## EXERCISE REQUIREMENTS
What is needed here is an exact transcription of all the entries.

Stored records:
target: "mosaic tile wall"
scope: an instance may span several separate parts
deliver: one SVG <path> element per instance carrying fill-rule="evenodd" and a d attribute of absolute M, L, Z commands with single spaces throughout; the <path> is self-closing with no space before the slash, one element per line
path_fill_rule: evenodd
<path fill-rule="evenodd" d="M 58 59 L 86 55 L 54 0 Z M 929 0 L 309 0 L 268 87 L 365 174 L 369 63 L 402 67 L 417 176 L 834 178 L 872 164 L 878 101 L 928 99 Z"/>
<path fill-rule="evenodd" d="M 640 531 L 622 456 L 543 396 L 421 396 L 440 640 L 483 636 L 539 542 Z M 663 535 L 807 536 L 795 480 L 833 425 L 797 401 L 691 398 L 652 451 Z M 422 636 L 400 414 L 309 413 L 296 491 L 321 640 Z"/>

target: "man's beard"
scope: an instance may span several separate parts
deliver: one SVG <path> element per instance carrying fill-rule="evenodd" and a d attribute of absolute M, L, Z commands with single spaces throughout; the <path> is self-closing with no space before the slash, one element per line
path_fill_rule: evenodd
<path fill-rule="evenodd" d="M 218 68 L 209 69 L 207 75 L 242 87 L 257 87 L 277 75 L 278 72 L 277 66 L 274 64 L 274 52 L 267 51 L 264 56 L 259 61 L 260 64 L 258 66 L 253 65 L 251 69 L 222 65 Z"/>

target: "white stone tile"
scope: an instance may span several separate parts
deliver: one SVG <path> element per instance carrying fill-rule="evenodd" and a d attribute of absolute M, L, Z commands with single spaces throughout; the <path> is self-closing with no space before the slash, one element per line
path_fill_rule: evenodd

## RESULT OF THE EXERCISE
target: "mosaic tile wall"
scope: an instance may span several separate parts
deliver: one SVG <path> element per instance carrying fill-rule="evenodd" and a d attribute of absolute M, L, Z commands with single spaces throughout; the <path> is self-closing with no space before the slash, one element per line
path_fill_rule: evenodd
<path fill-rule="evenodd" d="M 58 59 L 86 55 L 54 0 Z M 929 0 L 309 0 L 268 87 L 365 174 L 369 63 L 402 67 L 417 176 L 834 178 L 872 164 L 878 101 L 928 99 Z"/>
<path fill-rule="evenodd" d="M 640 531 L 622 456 L 543 396 L 421 396 L 440 640 L 483 636 L 539 542 Z M 663 535 L 807 536 L 795 480 L 833 425 L 797 401 L 691 398 L 652 451 Z M 422 636 L 400 414 L 309 413 L 296 491 L 321 640 Z"/>

target: "man's beard"
scope: an instance may span several separate parts
deliver: one SVG <path> element per instance carrying fill-rule="evenodd" and a d attribute of absolute M, L, Z commands with single spaces throughout; the <path> is self-closing with no space before the slash, one element per line
path_fill_rule: evenodd
<path fill-rule="evenodd" d="M 218 68 L 209 69 L 207 75 L 242 87 L 257 87 L 277 75 L 278 72 L 277 66 L 274 64 L 274 52 L 267 51 L 264 56 L 259 61 L 260 64 L 258 66 L 253 65 L 251 69 L 222 65 Z"/>

target: "white stone tile"
scope: an instance may span several separate parts
deliver: one SVG <path> element per instance carrying fill-rule="evenodd" and a d attribute of absolute M, L, Z commands with single spaces throughout; the <path> is self-closing with no space before the slash, one element per line
path_fill_rule: evenodd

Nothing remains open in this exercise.